■ Prompt ■
Could you give the data below again, exactly and completely?

--- Begin ---

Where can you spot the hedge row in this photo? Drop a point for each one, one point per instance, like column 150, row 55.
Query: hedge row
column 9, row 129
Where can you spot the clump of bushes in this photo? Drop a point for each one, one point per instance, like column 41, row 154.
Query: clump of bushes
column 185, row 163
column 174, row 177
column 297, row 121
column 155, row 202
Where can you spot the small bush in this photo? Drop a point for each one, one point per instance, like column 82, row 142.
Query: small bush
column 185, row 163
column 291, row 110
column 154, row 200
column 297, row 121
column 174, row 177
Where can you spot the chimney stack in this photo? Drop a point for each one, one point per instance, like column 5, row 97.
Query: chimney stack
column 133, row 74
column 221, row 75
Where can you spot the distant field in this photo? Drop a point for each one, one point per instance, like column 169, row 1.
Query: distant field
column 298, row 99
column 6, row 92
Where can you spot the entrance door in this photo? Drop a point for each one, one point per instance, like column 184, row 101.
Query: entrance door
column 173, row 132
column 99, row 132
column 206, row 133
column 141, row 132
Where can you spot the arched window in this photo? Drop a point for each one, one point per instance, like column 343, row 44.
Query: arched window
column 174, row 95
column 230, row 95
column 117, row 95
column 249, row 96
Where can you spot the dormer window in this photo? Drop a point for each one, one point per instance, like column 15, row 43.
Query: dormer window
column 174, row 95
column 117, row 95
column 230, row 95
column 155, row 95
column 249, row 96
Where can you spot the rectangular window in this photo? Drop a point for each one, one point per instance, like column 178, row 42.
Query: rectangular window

--- End ---

■ Output for this exercise ■
Where can you spot the hedge row in this photo? Drop a point for each one, one point per instance, like column 150, row 55.
Query: hedge row
column 9, row 129
Where can you spot the clump of bushes in this photo? Drop a point for each one, one point per instance, like column 41, row 154.
Query: clump of bushes
column 185, row 163
column 174, row 177
column 297, row 121
column 155, row 202
Where can you spot the small bush in this photo? Drop a point for each one, one point per instance, like column 82, row 142.
Query: small bush
column 185, row 163
column 291, row 110
column 154, row 200
column 297, row 121
column 174, row 177
Where can you spot the chimney stack in this photo? Drop a point for each one, one point per instance, like column 5, row 97.
Query: chimney stack
column 133, row 74
column 221, row 75
Where can you spot the distant field in this photo? Drop a point for each one, one point per instance, like column 169, row 1.
Query: distant field
column 298, row 99
column 6, row 92
Where can you spot the entrance door in this photo? Drop a point for each one, one point per instance, like column 184, row 101.
Query: entrance door
column 173, row 132
column 99, row 132
column 206, row 133
column 141, row 132
Where can you spot the arched window in this photo? Drop a point for each one, one point per instance, like column 343, row 44.
Query: arched window
column 174, row 95
column 230, row 95
column 117, row 95
column 249, row 96
Where can you spot the dormer window in this photo? Drop a point for each one, one point per instance, like column 15, row 43.
Query: dormer window
column 174, row 95
column 117, row 95
column 230, row 95
column 155, row 95
column 249, row 96
Where can you spot the rectangular window in this photo? Drop a point for each one, one point per instance, like column 178, row 42.
Query: rectangular window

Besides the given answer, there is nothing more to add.